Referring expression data
=-=-=-=-=
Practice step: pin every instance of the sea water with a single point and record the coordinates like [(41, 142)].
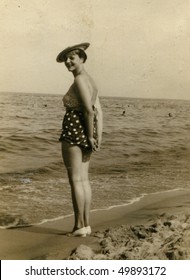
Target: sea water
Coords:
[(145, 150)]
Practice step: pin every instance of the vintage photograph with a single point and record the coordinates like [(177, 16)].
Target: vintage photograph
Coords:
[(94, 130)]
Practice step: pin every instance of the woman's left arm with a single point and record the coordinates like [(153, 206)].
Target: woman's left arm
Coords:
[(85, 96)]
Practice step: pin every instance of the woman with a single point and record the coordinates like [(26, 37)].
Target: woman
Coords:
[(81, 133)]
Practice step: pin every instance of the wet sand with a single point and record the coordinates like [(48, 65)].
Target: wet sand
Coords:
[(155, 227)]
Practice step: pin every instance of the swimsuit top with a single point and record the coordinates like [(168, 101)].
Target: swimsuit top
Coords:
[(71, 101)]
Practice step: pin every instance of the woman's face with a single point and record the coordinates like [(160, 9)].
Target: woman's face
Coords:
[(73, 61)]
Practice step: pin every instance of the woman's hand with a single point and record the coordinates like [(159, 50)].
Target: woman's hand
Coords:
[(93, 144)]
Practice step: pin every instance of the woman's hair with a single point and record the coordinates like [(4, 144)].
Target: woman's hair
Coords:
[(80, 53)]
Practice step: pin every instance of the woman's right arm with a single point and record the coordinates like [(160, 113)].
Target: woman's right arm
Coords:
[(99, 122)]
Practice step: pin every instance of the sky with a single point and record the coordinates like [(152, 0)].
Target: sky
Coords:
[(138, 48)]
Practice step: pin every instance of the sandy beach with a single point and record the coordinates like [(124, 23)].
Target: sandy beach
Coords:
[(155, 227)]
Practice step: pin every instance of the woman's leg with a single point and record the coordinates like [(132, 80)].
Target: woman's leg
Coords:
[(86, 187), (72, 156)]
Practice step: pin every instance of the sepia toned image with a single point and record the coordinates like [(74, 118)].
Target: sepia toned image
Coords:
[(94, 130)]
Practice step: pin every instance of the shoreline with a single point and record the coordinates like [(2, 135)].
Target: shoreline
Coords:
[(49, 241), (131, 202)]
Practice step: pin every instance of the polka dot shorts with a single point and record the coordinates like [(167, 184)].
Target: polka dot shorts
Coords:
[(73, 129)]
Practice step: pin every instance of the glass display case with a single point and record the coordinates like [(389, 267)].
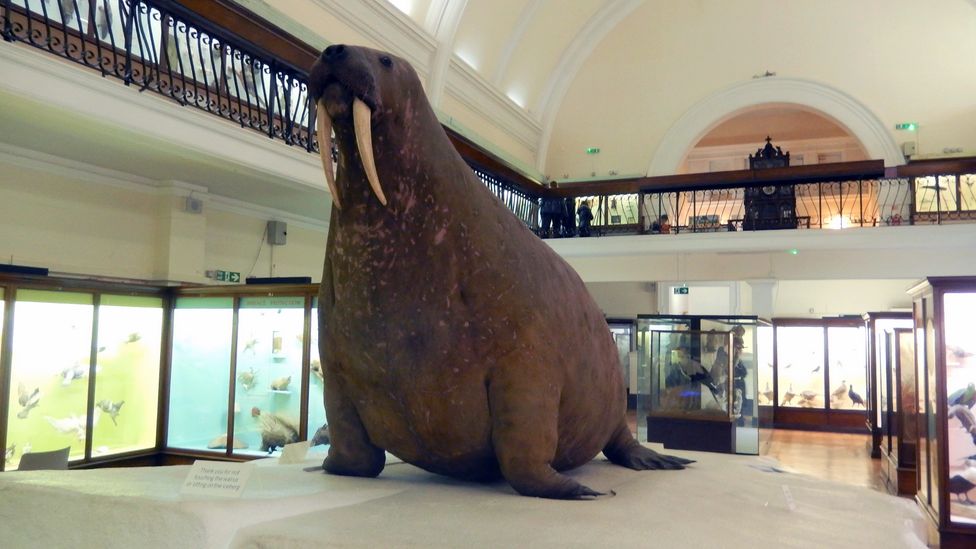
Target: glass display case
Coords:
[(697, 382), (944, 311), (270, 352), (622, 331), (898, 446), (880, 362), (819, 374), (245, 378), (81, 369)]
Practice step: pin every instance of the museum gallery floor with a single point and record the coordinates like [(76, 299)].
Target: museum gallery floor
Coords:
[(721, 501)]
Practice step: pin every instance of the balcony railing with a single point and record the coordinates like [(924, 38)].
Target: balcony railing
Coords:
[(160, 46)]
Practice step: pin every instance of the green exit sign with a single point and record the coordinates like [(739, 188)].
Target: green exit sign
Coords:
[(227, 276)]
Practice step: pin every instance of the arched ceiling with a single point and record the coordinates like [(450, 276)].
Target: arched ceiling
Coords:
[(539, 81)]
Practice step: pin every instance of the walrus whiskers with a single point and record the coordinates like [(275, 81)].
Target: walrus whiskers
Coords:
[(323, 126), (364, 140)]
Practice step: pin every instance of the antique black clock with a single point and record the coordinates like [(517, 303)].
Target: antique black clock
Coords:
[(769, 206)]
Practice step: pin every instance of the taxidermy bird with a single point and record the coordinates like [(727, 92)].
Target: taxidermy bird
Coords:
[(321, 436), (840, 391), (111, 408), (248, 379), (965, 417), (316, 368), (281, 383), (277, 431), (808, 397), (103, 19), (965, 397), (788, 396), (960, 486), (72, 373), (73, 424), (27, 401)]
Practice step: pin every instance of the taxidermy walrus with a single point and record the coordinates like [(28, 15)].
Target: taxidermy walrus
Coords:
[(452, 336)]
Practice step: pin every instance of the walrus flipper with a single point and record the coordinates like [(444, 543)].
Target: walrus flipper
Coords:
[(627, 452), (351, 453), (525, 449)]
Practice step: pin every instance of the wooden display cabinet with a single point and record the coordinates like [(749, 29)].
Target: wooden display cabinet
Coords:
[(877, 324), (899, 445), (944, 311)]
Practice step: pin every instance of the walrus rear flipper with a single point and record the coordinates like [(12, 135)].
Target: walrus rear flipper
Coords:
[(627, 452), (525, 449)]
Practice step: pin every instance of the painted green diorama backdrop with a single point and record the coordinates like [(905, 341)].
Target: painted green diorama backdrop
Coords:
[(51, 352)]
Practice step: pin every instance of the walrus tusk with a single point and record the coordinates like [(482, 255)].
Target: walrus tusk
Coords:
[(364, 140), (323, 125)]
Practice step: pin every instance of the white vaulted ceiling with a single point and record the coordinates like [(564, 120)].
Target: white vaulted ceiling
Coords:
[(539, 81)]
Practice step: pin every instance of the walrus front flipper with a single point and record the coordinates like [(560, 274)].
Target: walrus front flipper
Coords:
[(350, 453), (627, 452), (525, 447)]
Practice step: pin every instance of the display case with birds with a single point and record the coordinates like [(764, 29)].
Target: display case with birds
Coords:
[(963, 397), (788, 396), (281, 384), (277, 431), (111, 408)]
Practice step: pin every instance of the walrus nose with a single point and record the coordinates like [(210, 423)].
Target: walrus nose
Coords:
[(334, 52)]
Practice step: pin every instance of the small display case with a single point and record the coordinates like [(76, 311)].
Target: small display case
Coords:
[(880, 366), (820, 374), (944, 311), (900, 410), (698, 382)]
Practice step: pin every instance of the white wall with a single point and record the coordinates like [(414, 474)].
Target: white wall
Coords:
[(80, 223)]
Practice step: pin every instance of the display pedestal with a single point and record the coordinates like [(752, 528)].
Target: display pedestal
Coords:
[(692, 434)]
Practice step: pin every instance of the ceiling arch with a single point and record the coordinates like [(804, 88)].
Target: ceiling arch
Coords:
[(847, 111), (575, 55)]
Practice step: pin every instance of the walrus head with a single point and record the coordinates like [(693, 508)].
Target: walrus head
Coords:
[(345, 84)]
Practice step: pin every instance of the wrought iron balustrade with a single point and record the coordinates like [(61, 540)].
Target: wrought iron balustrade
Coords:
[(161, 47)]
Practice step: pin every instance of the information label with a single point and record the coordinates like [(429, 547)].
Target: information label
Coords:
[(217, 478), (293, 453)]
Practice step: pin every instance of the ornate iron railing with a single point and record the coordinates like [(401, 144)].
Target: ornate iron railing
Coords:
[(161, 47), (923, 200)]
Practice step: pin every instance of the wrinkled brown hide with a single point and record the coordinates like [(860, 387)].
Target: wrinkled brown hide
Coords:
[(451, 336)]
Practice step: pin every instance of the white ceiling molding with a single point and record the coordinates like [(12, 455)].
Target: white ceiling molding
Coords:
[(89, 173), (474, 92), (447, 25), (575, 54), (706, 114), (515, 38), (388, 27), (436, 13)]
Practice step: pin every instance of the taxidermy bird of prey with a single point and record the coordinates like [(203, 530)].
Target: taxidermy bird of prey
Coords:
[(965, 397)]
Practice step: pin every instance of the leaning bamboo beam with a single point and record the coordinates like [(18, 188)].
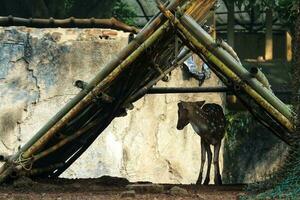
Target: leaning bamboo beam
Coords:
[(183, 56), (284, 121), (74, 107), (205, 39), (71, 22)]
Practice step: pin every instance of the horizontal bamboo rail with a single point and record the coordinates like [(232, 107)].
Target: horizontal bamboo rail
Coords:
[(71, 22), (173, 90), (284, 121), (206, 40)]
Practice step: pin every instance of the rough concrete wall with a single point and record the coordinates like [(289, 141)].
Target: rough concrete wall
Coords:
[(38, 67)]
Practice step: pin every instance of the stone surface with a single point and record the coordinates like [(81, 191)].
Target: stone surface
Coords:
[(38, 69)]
=-=-=-=-=
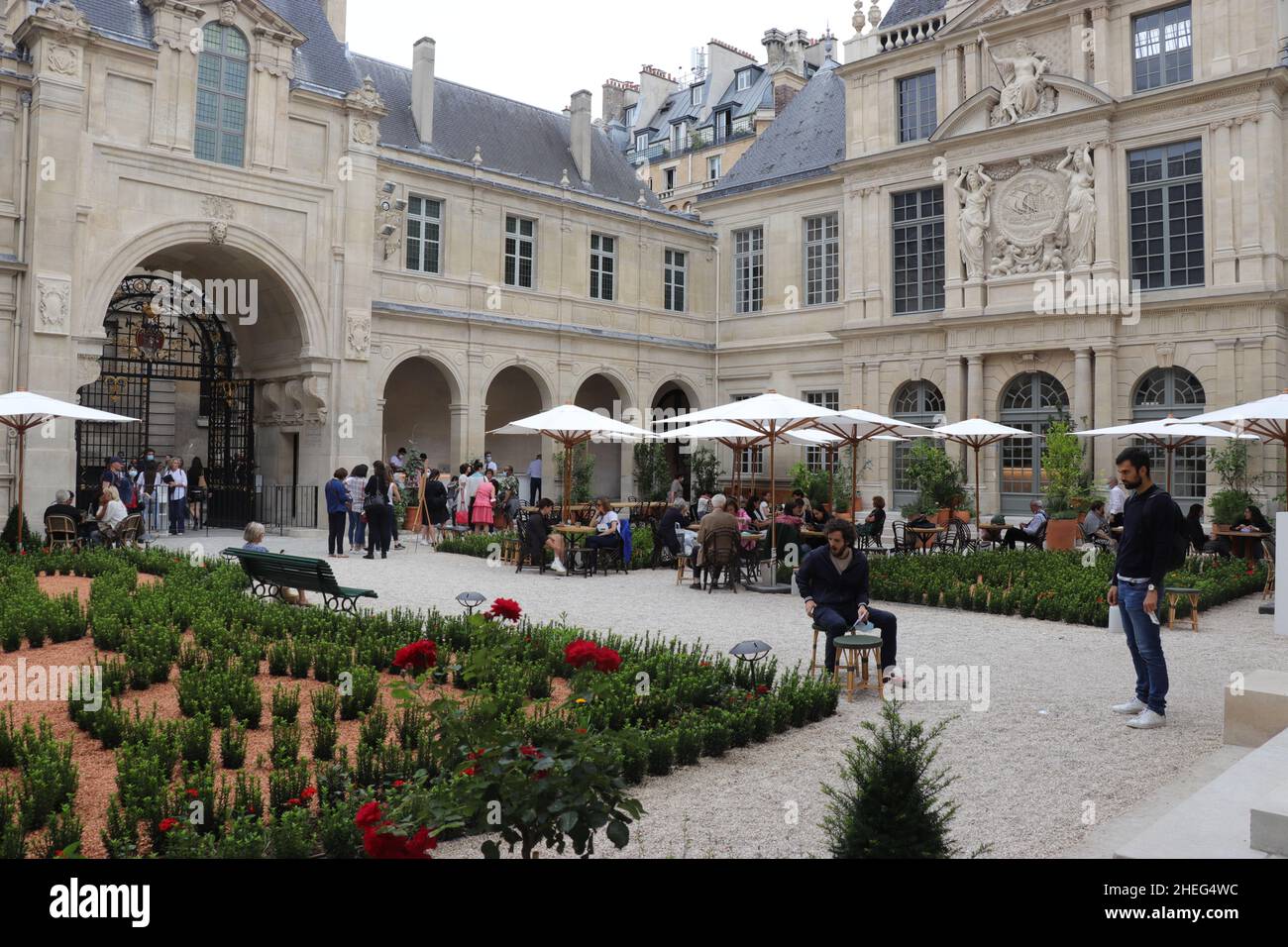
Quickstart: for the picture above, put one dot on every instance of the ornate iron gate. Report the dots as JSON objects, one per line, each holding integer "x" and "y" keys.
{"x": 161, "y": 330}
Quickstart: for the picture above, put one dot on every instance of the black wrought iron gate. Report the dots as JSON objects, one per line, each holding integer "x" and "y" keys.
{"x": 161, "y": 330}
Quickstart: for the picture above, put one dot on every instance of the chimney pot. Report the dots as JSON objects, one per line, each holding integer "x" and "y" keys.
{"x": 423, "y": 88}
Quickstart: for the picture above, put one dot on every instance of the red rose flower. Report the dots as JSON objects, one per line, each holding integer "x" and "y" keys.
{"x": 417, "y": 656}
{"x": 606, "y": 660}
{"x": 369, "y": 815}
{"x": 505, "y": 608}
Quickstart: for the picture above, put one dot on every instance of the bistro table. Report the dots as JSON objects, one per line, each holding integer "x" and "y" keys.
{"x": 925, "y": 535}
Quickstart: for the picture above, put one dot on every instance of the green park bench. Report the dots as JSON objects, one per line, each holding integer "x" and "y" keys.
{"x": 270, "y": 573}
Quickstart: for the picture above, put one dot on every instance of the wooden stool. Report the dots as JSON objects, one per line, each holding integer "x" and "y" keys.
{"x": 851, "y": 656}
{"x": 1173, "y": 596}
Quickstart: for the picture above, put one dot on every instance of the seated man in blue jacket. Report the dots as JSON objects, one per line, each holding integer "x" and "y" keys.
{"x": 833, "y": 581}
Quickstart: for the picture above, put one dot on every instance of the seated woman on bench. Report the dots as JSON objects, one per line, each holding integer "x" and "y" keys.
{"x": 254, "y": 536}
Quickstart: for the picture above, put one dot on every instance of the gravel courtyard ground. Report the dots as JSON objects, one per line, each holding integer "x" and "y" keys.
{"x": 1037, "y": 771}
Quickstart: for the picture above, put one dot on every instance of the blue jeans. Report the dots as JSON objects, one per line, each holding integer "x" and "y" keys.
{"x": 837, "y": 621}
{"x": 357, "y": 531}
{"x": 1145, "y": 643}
=-=-=-=-=
• [Task to carry out] Above are entries; state the number of lines among them that contain "bamboo", and nothing else.

• [Answer section] 4